Please copy the records below with every "photo above" changed to "image shown" and all else kept the same. Omit the pictures.

-------------------------

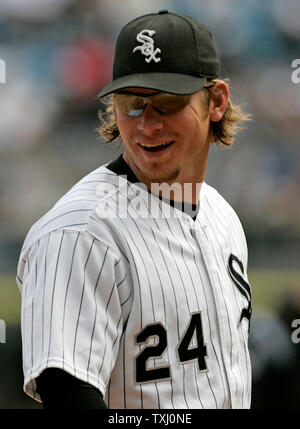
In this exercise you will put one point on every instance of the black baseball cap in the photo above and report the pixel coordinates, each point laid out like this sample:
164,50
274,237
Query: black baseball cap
166,52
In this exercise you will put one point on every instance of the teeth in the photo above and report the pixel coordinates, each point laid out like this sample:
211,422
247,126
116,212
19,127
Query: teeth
155,145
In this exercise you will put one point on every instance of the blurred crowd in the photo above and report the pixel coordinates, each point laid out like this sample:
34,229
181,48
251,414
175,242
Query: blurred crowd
58,55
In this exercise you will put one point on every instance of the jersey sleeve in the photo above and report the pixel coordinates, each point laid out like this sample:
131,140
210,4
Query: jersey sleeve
74,299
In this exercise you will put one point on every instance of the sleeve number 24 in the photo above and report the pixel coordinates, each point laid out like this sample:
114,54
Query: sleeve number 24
185,352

-------------------------

# Result of this task
In this exercise you will put one point on every instance of the black baseball cap in the image shown and report the pixel coordinates, each point laid out like this sample:
164,50
274,237
Query: black baseball cap
166,52
In this exercise you will put one point on every instance of the teeth in the image shown and report the pixel coordinates, each point laid out like this sample:
211,422
247,126
116,212
19,127
Query: teeth
155,145
In this exercise you will put one point on every instance of the blurred crowd in the image shown and report the pixel coordinates, each point laid out like this sample:
34,229
181,48
251,414
175,242
Query: blurred crowd
58,55
In this exercise you will put one point on every instance of the jersey sleeve in the image shown and report the pixel coordinates, each point laid out like this sample:
131,140
210,4
Query: jersey sleeve
74,299
In this exercise you will put one point on every instance of the sleeve number 24 in the image shown and report the pixel coordinates, each point laid out like this sample:
114,54
Query: sleeve number 24
185,352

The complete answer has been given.